• **Problem to work on**
Render every entry verbatim.

• **Records from a collection**
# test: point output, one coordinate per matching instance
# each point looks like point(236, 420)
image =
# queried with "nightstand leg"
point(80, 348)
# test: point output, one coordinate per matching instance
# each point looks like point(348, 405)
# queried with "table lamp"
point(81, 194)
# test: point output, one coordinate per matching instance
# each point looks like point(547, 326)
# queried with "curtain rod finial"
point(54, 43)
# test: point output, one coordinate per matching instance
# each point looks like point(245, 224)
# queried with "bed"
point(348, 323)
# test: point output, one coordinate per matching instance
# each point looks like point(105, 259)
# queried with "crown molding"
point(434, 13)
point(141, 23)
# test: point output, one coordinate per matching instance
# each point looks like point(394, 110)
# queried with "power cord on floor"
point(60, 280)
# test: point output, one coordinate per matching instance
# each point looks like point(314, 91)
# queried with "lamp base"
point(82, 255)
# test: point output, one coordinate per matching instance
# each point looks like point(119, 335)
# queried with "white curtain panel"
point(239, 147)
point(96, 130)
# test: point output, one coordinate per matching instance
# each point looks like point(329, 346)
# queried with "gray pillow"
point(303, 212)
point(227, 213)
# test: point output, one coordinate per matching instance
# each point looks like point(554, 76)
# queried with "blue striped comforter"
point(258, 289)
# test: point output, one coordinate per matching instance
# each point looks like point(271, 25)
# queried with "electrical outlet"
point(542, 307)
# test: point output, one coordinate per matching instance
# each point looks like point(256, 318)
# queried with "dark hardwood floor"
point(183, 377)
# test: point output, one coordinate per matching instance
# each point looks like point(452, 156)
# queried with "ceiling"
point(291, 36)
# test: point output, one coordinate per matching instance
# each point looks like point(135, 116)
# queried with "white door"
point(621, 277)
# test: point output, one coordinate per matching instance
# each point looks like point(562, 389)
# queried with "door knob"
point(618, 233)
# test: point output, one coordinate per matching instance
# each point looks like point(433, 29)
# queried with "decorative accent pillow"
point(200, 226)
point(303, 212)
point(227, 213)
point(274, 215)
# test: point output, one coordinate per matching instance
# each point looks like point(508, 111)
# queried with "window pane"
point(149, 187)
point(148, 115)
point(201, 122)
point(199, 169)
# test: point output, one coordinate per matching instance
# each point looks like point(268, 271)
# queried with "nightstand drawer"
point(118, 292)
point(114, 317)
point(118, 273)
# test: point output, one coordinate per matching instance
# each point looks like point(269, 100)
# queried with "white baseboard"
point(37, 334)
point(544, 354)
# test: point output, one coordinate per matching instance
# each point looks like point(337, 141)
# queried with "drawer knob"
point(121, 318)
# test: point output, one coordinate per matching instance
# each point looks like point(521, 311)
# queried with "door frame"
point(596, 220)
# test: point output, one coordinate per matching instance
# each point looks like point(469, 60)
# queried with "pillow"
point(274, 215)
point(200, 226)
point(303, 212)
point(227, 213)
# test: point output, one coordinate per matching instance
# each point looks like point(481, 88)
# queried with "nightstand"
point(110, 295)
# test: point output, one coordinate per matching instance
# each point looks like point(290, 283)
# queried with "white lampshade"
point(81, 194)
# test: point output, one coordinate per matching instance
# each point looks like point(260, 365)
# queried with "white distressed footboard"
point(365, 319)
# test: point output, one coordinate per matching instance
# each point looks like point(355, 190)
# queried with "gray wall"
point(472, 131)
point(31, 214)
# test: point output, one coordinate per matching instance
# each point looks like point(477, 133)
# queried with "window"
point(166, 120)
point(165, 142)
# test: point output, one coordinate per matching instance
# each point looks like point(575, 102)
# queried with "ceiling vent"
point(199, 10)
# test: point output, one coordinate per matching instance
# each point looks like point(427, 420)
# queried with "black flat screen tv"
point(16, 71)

• **Response to this task**
# test: point output, one coordinate per matching instance
# each point looks like point(236, 420)
image =
# queried with "nightstand leg"
point(80, 348)
# test: point output, one coordinate per matching instance
# each point looks like point(348, 405)
# queried with "table lamp"
point(81, 194)
# test: point output, one coordinate per matching instance
# each point looks like point(547, 326)
# queried with "curtain rod finial"
point(54, 43)
# test: point output, one coordinate per matching instance
# each point looks like point(245, 224)
# queried with "bed"
point(348, 323)
# test: point output, one coordinate per matching instance
# each point looks like point(105, 259)
# queried with "crown molding"
point(434, 13)
point(141, 23)
# test: point output, one coordinate per matching instance
# each point looks like point(394, 110)
# queried with "power cord on floor"
point(60, 280)
# test: point output, one coordinate per matching instance
# each point looks like point(314, 91)
# queried with "lamp base"
point(82, 255)
# test: point output, one coordinate per matching instance
# each point looks like point(119, 335)
# queried with "white curtain panel"
point(239, 147)
point(96, 130)
# test: point output, one coordinate per matching instance
# each point looks like point(329, 346)
# queried with "gray pillow"
point(303, 212)
point(227, 213)
# test: point output, one coordinate per matching instance
# each point looks like point(554, 76)
# queried with "blue striped comforter"
point(258, 289)
# test: point output, one coordinate per matching instance
# each point looks like point(271, 25)
# queried with "electrical outlet"
point(542, 307)
# test: point output, one coordinate per matching instance
# each point looks like point(256, 318)
# queried with "dark hardwood floor"
point(183, 377)
# test: point output, one coordinate per matching instance
# each point looks like point(452, 156)
# queried with "ceiling"
point(291, 36)
# test: point output, one coordinate per matching instance
# each point looks like point(135, 116)
# queried with "white door"
point(621, 277)
# test: point output, one coordinate per matching instance
# each point looks like point(562, 389)
# queried with "door knob"
point(618, 233)
# test: point output, one coordinate per matching instance
# each point looks like point(433, 29)
# queried with "decorative accent pillow"
point(200, 226)
point(303, 212)
point(227, 213)
point(274, 215)
# test: point output, one coordinate per matching instance
# each point looks like point(508, 111)
# queried with "window pane"
point(149, 187)
point(148, 115)
point(201, 122)
point(199, 169)
# test: point output, one coordinate per matching instance
# each point looks like point(268, 271)
# queried with "nightstand drawer"
point(118, 292)
point(114, 317)
point(118, 273)
# test: point output, one coordinate per matching instance
# each point looks like point(269, 100)
# queried with "white baseboard"
point(37, 334)
point(544, 354)
# test: point output, one coordinate per matching instance
# each point looks like point(337, 141)
# queried with "drawer knob"
point(121, 318)
# test: point output, one coordinate per matching instance
# each point looks like point(521, 311)
# queried with "door frame"
point(596, 220)
# test: point output, one coordinate per matching instance
# each point looks like point(469, 60)
# queried with "pillow"
point(274, 215)
point(200, 226)
point(303, 212)
point(227, 213)
# test: point output, one coordinate per matching instance
# each point looks like point(481, 88)
# queried with "nightstand"
point(110, 295)
# test: point output, one coordinate per matching instance
# each point looks like point(290, 283)
# queried with "white lampshade"
point(81, 194)
# test: point output, one coordinate per matching instance
# each point looks like point(260, 365)
# queried with "white distressed footboard"
point(365, 319)
# test: point output, one coordinate per matching instance
# each point looks like point(355, 190)
# queried with "gray wall"
point(472, 131)
point(31, 214)
# test: point output, one coordinate per matching instance
# each point looks like point(477, 133)
# queried with "window"
point(166, 120)
point(165, 142)
# test: point output, one coordinate per matching instance
# each point looks like point(575, 102)
# queried with "ceiling vent"
point(199, 10)
# test: point output, one coordinate per matching instance
# each point looks like point(427, 420)
# queried with "black flat screen tv"
point(16, 71)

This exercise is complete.